Print the listing below verbatim, leaving out the pictures.

"""

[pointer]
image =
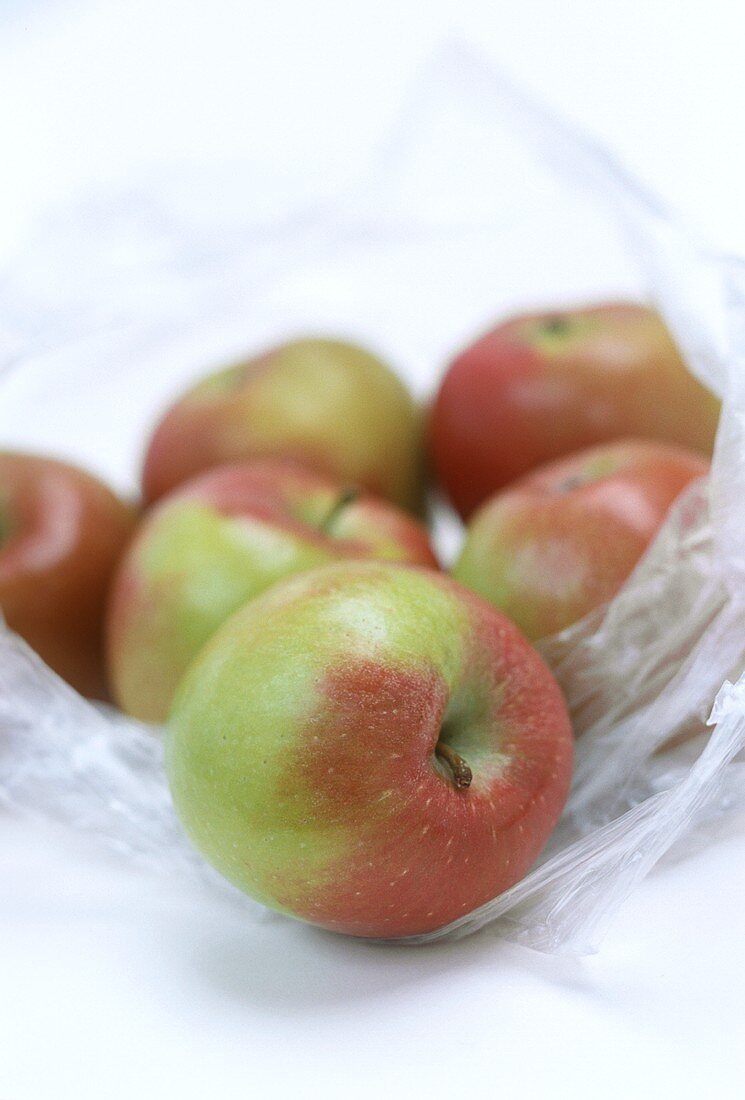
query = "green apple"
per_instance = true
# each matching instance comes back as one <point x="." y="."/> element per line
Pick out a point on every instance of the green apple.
<point x="218" y="541"/>
<point x="371" y="748"/>
<point x="326" y="404"/>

"""

Response
[pointer]
image =
query = "green apple"
per_instance = true
# each matching instance comes back as one <point x="." y="."/> element per line
Pick out a point on every instance of the green apple.
<point x="218" y="541"/>
<point x="371" y="748"/>
<point x="326" y="404"/>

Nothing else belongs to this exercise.